_Problem details_
Where an entry below contains an image, skip the image and copy the rest exactly.

______________________________

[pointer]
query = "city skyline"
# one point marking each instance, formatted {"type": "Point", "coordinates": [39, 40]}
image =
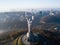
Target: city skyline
{"type": "Point", "coordinates": [6, 5]}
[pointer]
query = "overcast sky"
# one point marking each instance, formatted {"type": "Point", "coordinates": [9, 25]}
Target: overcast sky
{"type": "Point", "coordinates": [6, 5]}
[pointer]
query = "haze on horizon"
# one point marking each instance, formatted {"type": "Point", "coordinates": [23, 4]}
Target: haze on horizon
{"type": "Point", "coordinates": [6, 5]}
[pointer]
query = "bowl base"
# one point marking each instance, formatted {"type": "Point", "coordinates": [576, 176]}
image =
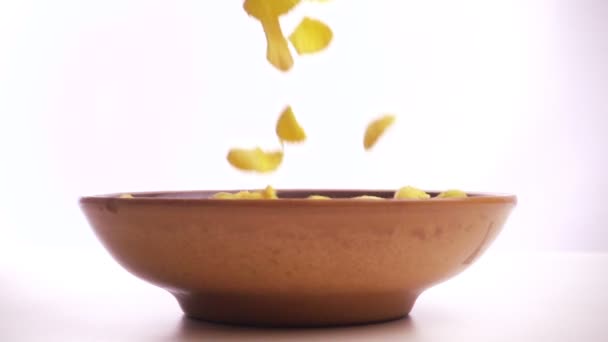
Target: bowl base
{"type": "Point", "coordinates": [296, 310]}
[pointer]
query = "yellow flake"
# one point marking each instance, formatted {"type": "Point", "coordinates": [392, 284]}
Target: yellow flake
{"type": "Point", "coordinates": [375, 130]}
{"type": "Point", "coordinates": [288, 129]}
{"type": "Point", "coordinates": [311, 36]}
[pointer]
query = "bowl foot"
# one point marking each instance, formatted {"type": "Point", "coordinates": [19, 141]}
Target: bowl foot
{"type": "Point", "coordinates": [296, 310]}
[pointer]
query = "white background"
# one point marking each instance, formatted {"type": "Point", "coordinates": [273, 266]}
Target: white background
{"type": "Point", "coordinates": [133, 95]}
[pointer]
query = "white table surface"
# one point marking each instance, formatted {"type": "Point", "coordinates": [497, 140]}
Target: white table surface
{"type": "Point", "coordinates": [503, 297]}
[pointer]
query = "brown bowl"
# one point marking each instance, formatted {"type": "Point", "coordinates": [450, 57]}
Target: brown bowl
{"type": "Point", "coordinates": [294, 261]}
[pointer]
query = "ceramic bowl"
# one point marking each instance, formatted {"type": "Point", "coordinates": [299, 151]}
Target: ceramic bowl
{"type": "Point", "coordinates": [295, 261]}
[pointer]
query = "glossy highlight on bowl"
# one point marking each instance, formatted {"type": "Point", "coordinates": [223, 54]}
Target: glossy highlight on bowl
{"type": "Point", "coordinates": [293, 261]}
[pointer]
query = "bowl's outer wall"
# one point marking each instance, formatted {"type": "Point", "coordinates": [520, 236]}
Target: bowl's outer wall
{"type": "Point", "coordinates": [249, 248]}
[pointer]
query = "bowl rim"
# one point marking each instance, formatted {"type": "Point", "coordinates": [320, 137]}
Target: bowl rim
{"type": "Point", "coordinates": [156, 197]}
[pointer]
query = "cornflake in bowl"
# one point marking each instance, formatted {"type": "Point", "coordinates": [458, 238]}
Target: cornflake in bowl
{"type": "Point", "coordinates": [294, 261]}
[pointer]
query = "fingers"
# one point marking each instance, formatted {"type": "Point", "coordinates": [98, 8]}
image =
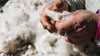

______________________________

_Response to the task_
[pointer]
query = "city skyline"
# one point marking each instance, formatted {"type": "Point", "coordinates": [39, 40]}
image =
Target: city skyline
{"type": "Point", "coordinates": [6, 5]}
[pointer]
query = "overcast sky"
# one point marking each instance, formatted {"type": "Point", "coordinates": [9, 25]}
Target: overcast sky
{"type": "Point", "coordinates": [6, 5]}
[pointer]
query = "haze on horizon"
# one point marking each instance, formatted {"type": "Point", "coordinates": [23, 4]}
Target: haze on horizon
{"type": "Point", "coordinates": [6, 5]}
[pointer]
query = "bowl base"
# one point marking each instance, formatted {"type": "Point", "coordinates": [576, 176]}
image =
Target: bowl base
{"type": "Point", "coordinates": [296, 310]}
[pointer]
query = "yellow flake"
# one point marking each instance, formatted {"type": "Point", "coordinates": [392, 284]}
Target: yellow flake
{"type": "Point", "coordinates": [375, 130]}
{"type": "Point", "coordinates": [288, 129]}
{"type": "Point", "coordinates": [311, 36]}
[pointer]
query = "bowl foot"
# one point marking each instance, formatted {"type": "Point", "coordinates": [19, 141]}
Target: bowl foot
{"type": "Point", "coordinates": [296, 310]}
[pointer]
query = "white background"
# one point marking each instance, formatted {"type": "Point", "coordinates": [273, 266]}
Target: white background
{"type": "Point", "coordinates": [133, 95]}
[pointer]
query = "white table surface"
# one point marking each instance, formatted {"type": "Point", "coordinates": [497, 140]}
Target: white table surface
{"type": "Point", "coordinates": [503, 297]}
[pointer]
query = "brown bowl"
# one point marking each instance, formatted {"type": "Point", "coordinates": [450, 57]}
Target: brown bowl
{"type": "Point", "coordinates": [294, 261]}
[pointer]
query = "ceramic bowl"
# one point marking each instance, formatted {"type": "Point", "coordinates": [299, 151]}
Target: ceramic bowl
{"type": "Point", "coordinates": [295, 261]}
[pointer]
query = "glossy highlight on bowl"
# one point marking each instance, formatted {"type": "Point", "coordinates": [223, 54]}
Target: glossy highlight on bowl
{"type": "Point", "coordinates": [293, 261]}
[pointer]
query = "bowl's outer wall"
# one point marking each instance, formatted {"type": "Point", "coordinates": [520, 236]}
Target: bowl's outer wall
{"type": "Point", "coordinates": [249, 248]}
[pointer]
query = "bowl rim"
# one point marking each instance, formatted {"type": "Point", "coordinates": [320, 137]}
Target: bowl rim
{"type": "Point", "coordinates": [156, 197]}
[pointer]
query = "cornflake in bowl"
# one point marking each instance, formatted {"type": "Point", "coordinates": [458, 238]}
Target: cornflake in bowl
{"type": "Point", "coordinates": [294, 261]}
[pointer]
query = "fingers"
# one point marking each instance, formatted {"type": "Point", "coordinates": [98, 8]}
image =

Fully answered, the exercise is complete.